"""
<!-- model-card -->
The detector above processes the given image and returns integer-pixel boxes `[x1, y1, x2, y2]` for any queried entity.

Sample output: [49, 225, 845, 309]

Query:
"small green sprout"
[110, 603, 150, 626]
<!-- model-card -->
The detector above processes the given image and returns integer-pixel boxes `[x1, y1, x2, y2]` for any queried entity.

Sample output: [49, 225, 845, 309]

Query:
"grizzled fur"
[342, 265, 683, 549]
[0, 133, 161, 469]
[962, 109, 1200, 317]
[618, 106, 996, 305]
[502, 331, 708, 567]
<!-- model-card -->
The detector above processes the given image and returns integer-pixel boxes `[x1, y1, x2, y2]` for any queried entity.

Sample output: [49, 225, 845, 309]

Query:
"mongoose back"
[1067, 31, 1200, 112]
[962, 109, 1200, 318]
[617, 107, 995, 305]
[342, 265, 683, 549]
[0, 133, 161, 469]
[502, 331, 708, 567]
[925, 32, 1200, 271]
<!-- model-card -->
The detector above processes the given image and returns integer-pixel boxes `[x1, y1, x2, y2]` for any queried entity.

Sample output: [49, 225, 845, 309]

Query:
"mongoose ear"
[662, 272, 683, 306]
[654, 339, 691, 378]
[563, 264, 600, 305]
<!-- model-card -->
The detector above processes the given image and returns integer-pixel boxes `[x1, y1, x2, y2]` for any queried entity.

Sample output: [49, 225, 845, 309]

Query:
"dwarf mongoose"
"""
=== Short exercise ===
Rewrite all the entries above, swapping every "mongoose" for "meerkat" and leaving everything else unchanged.

=== Response ===
<!-- model-card -->
The detector above processes the given image and returns integer-pixel boxes `[x1, y1, x2, y2]` for any queried entity.

Sample output: [49, 225, 845, 309]

Query:
"small green sprout"
[110, 603, 150, 626]
<!-- model-card -->
The detector above processes the given image and returns integer-pixel boxes `[x1, y1, x2, y2]` for any queried entity.

Sample output: [49, 225, 845, 309]

Query:
"grizzled fur"
[342, 265, 683, 549]
[0, 133, 161, 469]
[962, 109, 1200, 317]
[618, 106, 996, 305]
[502, 331, 708, 567]
<!-- model-card -->
The detector above processes the given image and returns integer-pixel boxes `[x1, y1, x2, y2]` for any queried entity.

Sample output: [49, 225, 845, 309]

Query:
"meerkat back"
[1067, 31, 1200, 112]
[962, 109, 1200, 318]
[617, 107, 995, 305]
[342, 265, 683, 549]
[0, 133, 161, 469]
[502, 331, 708, 567]
[925, 32, 1200, 271]
<!-- model-card -->
The detector above processes the given image and returns integer-pixel boxes `[x1, y1, x2, y2]` for any queried entity.

Sample output: [49, 225, 845, 309]

Query:
"meerkat ear"
[662, 272, 683, 306]
[654, 339, 691, 378]
[563, 264, 600, 305]
<!-- model-card -->
The detector above processes the given image and returns integer-pixel boxes `[x1, y1, x2, y2]` for any queried entity.

Sample output: [49, 225, 845, 309]

Query:
"dwarf meerkat"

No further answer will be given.